***** Information supplied *****
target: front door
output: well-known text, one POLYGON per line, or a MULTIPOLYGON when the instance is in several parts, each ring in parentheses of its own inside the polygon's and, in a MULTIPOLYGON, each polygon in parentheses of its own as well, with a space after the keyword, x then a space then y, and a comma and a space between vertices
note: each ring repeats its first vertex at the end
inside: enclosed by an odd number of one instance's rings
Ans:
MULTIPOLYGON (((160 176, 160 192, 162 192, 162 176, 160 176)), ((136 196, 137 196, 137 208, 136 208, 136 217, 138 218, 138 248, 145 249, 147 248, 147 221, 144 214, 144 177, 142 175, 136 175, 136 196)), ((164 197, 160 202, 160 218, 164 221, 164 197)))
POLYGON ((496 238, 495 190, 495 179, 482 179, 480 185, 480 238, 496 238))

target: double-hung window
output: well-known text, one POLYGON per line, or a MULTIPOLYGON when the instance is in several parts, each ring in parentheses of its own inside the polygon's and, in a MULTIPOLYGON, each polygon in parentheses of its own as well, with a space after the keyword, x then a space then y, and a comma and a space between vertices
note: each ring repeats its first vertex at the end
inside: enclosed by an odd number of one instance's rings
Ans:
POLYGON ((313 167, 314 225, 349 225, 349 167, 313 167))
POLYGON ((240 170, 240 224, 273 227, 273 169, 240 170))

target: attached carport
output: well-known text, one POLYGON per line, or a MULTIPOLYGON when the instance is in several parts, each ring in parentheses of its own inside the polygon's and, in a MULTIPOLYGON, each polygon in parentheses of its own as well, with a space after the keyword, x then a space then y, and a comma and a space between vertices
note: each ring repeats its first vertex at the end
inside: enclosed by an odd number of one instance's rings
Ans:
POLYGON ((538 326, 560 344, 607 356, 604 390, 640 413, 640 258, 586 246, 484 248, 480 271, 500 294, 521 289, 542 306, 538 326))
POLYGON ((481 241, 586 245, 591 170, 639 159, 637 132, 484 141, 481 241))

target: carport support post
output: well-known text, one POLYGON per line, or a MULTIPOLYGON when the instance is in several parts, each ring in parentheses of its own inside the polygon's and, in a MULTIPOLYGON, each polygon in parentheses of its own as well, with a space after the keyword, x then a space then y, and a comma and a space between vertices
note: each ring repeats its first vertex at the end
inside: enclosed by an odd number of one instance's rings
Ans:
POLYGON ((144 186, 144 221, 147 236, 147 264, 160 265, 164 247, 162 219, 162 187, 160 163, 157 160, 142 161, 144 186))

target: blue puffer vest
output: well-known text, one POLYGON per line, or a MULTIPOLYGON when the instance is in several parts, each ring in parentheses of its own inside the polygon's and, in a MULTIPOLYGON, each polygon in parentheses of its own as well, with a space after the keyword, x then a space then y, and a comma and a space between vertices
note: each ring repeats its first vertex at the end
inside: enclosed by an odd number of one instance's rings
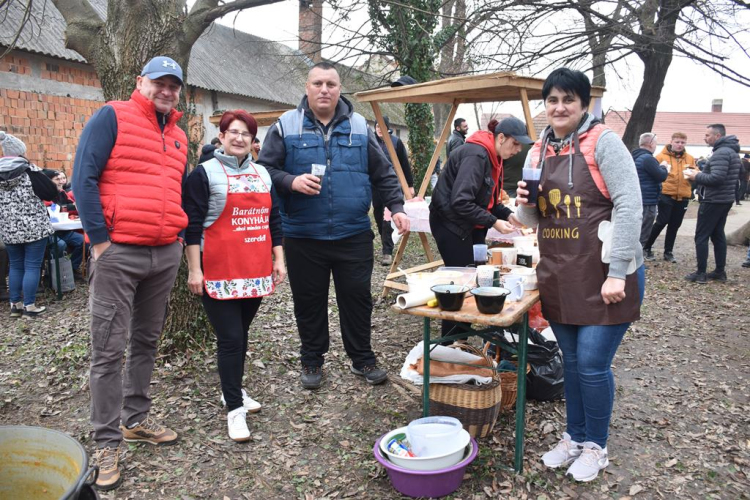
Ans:
POLYGON ((300 107, 284 113, 279 125, 286 148, 286 172, 309 174, 313 163, 326 165, 320 194, 294 192, 283 197, 284 236, 339 240, 369 231, 372 194, 365 119, 349 105, 348 115, 335 117, 325 135, 300 107))

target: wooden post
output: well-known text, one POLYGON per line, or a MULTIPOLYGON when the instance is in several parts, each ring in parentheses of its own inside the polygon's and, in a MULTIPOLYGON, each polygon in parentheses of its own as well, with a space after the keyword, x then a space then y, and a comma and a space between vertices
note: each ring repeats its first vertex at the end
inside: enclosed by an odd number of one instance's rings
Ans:
POLYGON ((529 108, 529 94, 525 88, 520 89, 521 92, 521 106, 523 106, 523 115, 526 117, 526 129, 529 131, 529 136, 537 140, 536 127, 534 127, 534 118, 531 116, 531 108, 529 108))
MULTIPOLYGON (((427 192, 427 186, 430 185, 430 177, 432 177, 432 172, 435 171, 435 165, 437 165, 438 158, 440 158, 440 150, 443 149, 443 144, 445 144, 445 140, 448 138, 448 135, 450 135, 451 130, 453 129, 453 118, 456 116, 456 111, 458 111, 458 105, 458 99, 453 101, 453 106, 451 106, 451 110, 448 113, 448 120, 443 126, 443 131, 440 133, 440 139, 438 139, 438 142, 435 145, 435 152, 432 153, 430 164, 427 166, 427 172, 425 172, 424 179, 422 179, 422 185, 420 186, 419 193, 417 194, 417 196, 419 196, 420 198, 424 198, 424 195, 427 192)), ((445 161, 447 162, 448 158, 446 158, 445 161)))
POLYGON ((380 112, 380 106, 376 101, 372 101, 372 111, 375 113, 375 120, 378 122, 380 131, 383 132, 383 142, 385 148, 388 150, 388 154, 391 157, 391 163, 393 163, 393 169, 396 171, 398 176, 398 182, 401 184, 401 190, 404 192, 404 198, 411 200, 411 193, 409 192, 409 185, 406 183, 406 177, 404 177, 404 170, 401 168, 401 162, 398 161, 398 155, 396 149, 393 147, 393 141, 391 141, 391 133, 388 132, 388 127, 385 126, 385 120, 383 120, 383 113, 380 112), (387 140, 386 140, 387 139, 387 140))

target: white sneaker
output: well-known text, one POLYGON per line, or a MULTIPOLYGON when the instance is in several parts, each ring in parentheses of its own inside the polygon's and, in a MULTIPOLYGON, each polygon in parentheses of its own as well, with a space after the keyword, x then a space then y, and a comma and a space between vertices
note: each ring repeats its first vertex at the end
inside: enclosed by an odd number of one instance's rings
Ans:
POLYGON ((45 306, 29 304, 28 306, 23 306, 23 315, 24 316, 38 316, 46 310, 47 308, 45 306))
POLYGON ((598 444, 586 441, 583 443, 581 456, 573 462, 566 474, 573 476, 576 481, 593 481, 599 471, 608 465, 607 448, 602 449, 598 444))
MULTIPOLYGON (((224 399, 224 393, 221 394, 221 406, 226 406, 227 400, 224 399)), ((261 409, 261 404, 258 403, 256 400, 251 398, 247 395, 247 392, 245 392, 245 389, 242 389, 242 406, 245 407, 245 410, 247 410, 248 413, 258 413, 261 409)))
POLYGON ((236 410, 232 410, 227 413, 227 429, 229 431, 229 438, 238 443, 250 441, 250 429, 247 428, 247 410, 244 406, 240 406, 236 410))
POLYGON ((563 432, 563 438, 550 451, 542 455, 542 462, 551 469, 568 465, 581 455, 581 444, 570 439, 570 434, 563 432))

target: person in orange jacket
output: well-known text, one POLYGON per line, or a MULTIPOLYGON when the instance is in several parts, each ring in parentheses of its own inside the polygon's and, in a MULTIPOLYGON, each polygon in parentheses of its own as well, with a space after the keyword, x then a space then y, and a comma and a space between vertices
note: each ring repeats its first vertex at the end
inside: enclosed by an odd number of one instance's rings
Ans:
POLYGON ((677 238, 677 230, 682 225, 682 219, 685 217, 685 211, 692 197, 690 181, 685 179, 682 171, 686 168, 698 168, 695 164, 695 158, 685 151, 686 143, 687 135, 682 132, 675 132, 672 134, 671 142, 664 146, 661 153, 656 155, 656 160, 666 166, 669 173, 661 186, 656 222, 651 229, 651 236, 643 246, 643 254, 646 260, 654 260, 654 253, 651 248, 656 238, 666 227, 664 260, 677 262, 672 250, 677 238))

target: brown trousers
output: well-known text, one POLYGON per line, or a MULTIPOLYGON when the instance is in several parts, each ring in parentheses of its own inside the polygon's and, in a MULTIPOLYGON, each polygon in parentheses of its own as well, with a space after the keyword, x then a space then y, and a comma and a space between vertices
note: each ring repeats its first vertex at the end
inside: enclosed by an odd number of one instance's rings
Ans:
*****
For this exercise, output the records exactly but omit their pictures.

target: front door
output: well-known text, one POLYGON per line, or a MULTIPOLYGON when the instance is in several parts, each ring in parentheses of its own inside the polygon's and, in a MULTIPOLYGON, each polygon in parentheses of its own as well, with a space after the keyword, x then a space then y, and a comma and a space between vertices
note: each ring repeats its first vertex at the end
inside: enclosed by an odd number of one instance's rings
Ans:
MULTIPOLYGON (((160 176, 160 192, 162 192, 162 176, 160 176)), ((136 196, 137 196, 137 208, 136 208, 136 217, 138 218, 138 248, 145 249, 147 248, 147 221, 144 214, 144 177, 142 175, 136 175, 136 196)), ((164 197, 160 202, 160 218, 164 221, 164 197)))
POLYGON ((496 238, 495 190, 495 179, 482 179, 480 185, 480 238, 496 238))

target: double-hung window
output: well-known text, one POLYGON per line, or a MULTIPOLYGON when the instance is in several parts, each ring in parentheses of its own inside the polygon's and, in a MULTIPOLYGON, each polygon in parentheses of its own as well, with a space after the keyword, x then a space then y, and a comma and a space between vertices
note: each ring repeats its first vertex at the end
inside: enclosed by an odd number of one instance's rings
Ans:
POLYGON ((313 167, 314 225, 349 225, 349 167, 313 167))
POLYGON ((240 170, 240 224, 273 227, 273 169, 240 170))

target: attached carport
output: well-known text, one POLYGON per line, or a MULTIPOLYGON when the instance is in several parts, each ring in parentheses of its own inside the polygon's and, in a MULTIPOLYGON, each polygon in parentheses of its own as well, with a space after the keyword, x then a space then y, and a comma and a space between vertices
note: each ring repeats its first vertex at the end
inside: enclosed by an odd number of one instance's rings
Ans:
POLYGON ((538 326, 560 344, 607 356, 604 390, 640 413, 640 258, 586 246, 484 248, 480 271, 500 294, 521 289, 542 306, 538 326))
POLYGON ((481 241, 586 245, 591 170, 639 159, 637 132, 484 141, 481 241))

target: carport support post
output: well-known text, one POLYGON per line, or a MULTIPOLYGON when the instance is in several parts, each ring in parentheses of its own inside the polygon's and, in a MULTIPOLYGON, each polygon in parentheses of its own as well, with a space after the keyword, x then a space then y, and a comma and a space between vertices
note: each ring repeats its first vertex at the end
inside: enclosed by an odd number of one instance's rings
Ans:
POLYGON ((144 186, 144 221, 147 236, 147 264, 160 265, 164 247, 162 219, 162 187, 160 163, 157 160, 142 161, 144 186))

target: blue puffer vest
output: well-known text, one POLYGON per line, or a MULTIPOLYGON when the instance is in several parts, each ring in parentheses of its own inside the polygon's and, in a MULTIPOLYGON, each polygon in parentheses of its own as well, with a space after the keyword, x then a space then y, and a comma and a space between vertices
note: each ring repeats its first vertex at the end
inside: enclosed by an odd number of one instance's rings
Ans:
POLYGON ((300 107, 284 113, 279 125, 286 148, 286 172, 309 174, 313 163, 326 165, 320 194, 294 192, 283 197, 284 236, 339 240, 369 231, 372 194, 365 119, 349 105, 348 115, 335 117, 325 135, 300 107))

target: wooden post
output: well-known text, one POLYGON per line, or a MULTIPOLYGON when the instance is in several parts, each ring in parentheses of its own inside the polygon's and, in a MULTIPOLYGON, each polygon in parentheses of its own as well, with a space after the keyword, x then a space then y, and a comma and a space between vertices
note: each ring repeats its first vertex at the end
inside: enclosed by an odd number of one instance's rings
Ans:
POLYGON ((529 108, 529 94, 525 88, 520 89, 521 92, 521 106, 523 106, 523 115, 526 117, 526 129, 529 131, 529 136, 537 140, 536 127, 534 127, 534 118, 531 116, 531 108, 529 108))
MULTIPOLYGON (((427 192, 427 186, 430 185, 430 177, 432 177, 432 172, 435 171, 435 165, 437 165, 438 158, 440 158, 440 150, 443 149, 443 144, 445 144, 445 140, 448 138, 448 135, 450 135, 451 130, 453 129, 453 118, 456 116, 456 111, 458 111, 458 105, 458 99, 453 101, 453 106, 451 106, 451 110, 448 113, 448 120, 443 126, 443 131, 440 133, 440 139, 438 139, 438 142, 435 145, 435 152, 432 153, 430 164, 427 166, 427 172, 425 172, 424 179, 422 179, 422 185, 420 186, 419 193, 417 194, 417 196, 419 196, 420 198, 424 198, 424 195, 427 192)), ((445 161, 447 162, 448 158, 446 158, 445 161)))
POLYGON ((380 112, 380 106, 376 101, 372 101, 372 111, 375 113, 375 120, 378 122, 380 131, 383 132, 383 142, 385 148, 388 150, 388 154, 391 157, 391 163, 393 163, 393 169, 396 171, 398 176, 398 182, 401 184, 401 190, 404 192, 404 198, 411 200, 411 193, 409 192, 409 185, 406 183, 406 177, 404 177, 404 170, 401 168, 401 162, 398 161, 398 155, 396 149, 393 147, 393 141, 391 141, 391 133, 388 132, 388 127, 385 126, 385 120, 383 120, 383 113, 380 112), (387 140, 386 140, 387 139, 387 140))

target: white sneaker
output: well-known text, one POLYGON per line, or a MULTIPOLYGON when the instance is in several parts, each ring in parentheses of its own inside the polygon's and, in a MULTIPOLYGON, each polygon in parentheses of its own as well, with a space after the keyword, x then a space then y, and a comma and a space between vertices
note: each ring repeats its first vertex at the end
inside: enclosed by an odd number of one instance's rings
Ans:
POLYGON ((45 306, 29 304, 28 306, 23 306, 23 315, 24 316, 38 316, 46 310, 47 308, 45 306))
POLYGON ((598 444, 586 441, 583 443, 581 456, 573 462, 566 474, 573 476, 576 481, 593 481, 599 471, 608 465, 607 448, 602 449, 598 444))
MULTIPOLYGON (((224 399, 224 393, 221 394, 221 406, 226 406, 227 400, 224 399)), ((261 409, 261 404, 258 403, 256 400, 251 398, 247 395, 247 392, 245 392, 245 389, 242 389, 242 406, 245 407, 245 410, 247 410, 248 413, 258 413, 261 409)))
POLYGON ((236 410, 232 410, 227 413, 227 429, 229 431, 229 438, 238 443, 250 441, 250 429, 247 428, 247 410, 244 406, 240 406, 236 410))
POLYGON ((563 432, 563 438, 550 451, 542 455, 542 462, 551 469, 568 465, 581 455, 581 444, 570 439, 570 434, 563 432))

target: person in orange jacket
output: well-known text, one POLYGON per line, or a MULTIPOLYGON when the instance is in several parts, each ring in parentheses of its own inside the polygon's and, in a MULTIPOLYGON, each polygon in parentheses of its own as well, with a space after the keyword, x then a space then y, and a comma and a space between vertices
note: each ring repeats its first vertex at the end
inside: enclosed by an odd number of one instance's rings
Ans:
POLYGON ((677 238, 677 230, 682 225, 682 219, 685 217, 685 211, 692 197, 690 181, 685 179, 682 171, 686 168, 698 168, 695 164, 695 158, 685 151, 686 143, 687 135, 682 132, 675 132, 672 134, 671 142, 664 146, 661 153, 656 155, 656 160, 666 166, 669 173, 661 186, 656 222, 651 229, 651 236, 643 246, 643 254, 646 260, 654 260, 654 253, 651 248, 656 238, 666 227, 664 260, 677 262, 672 250, 677 238))

target: brown trousers
output: well-known text, one POLYGON per line, or a MULTIPOLYGON when the instance is in several parts, each ring in parentheses of its own inside the polygon's and, in a MULTIPOLYGON, each polygon in parentheses of its own as well, with a space after the keyword, x then a space then y, and a comma and a space between vertices
note: each ring repeats its first vertex at the end
inside: enclosed by an odd number of one instance's rings
Ans:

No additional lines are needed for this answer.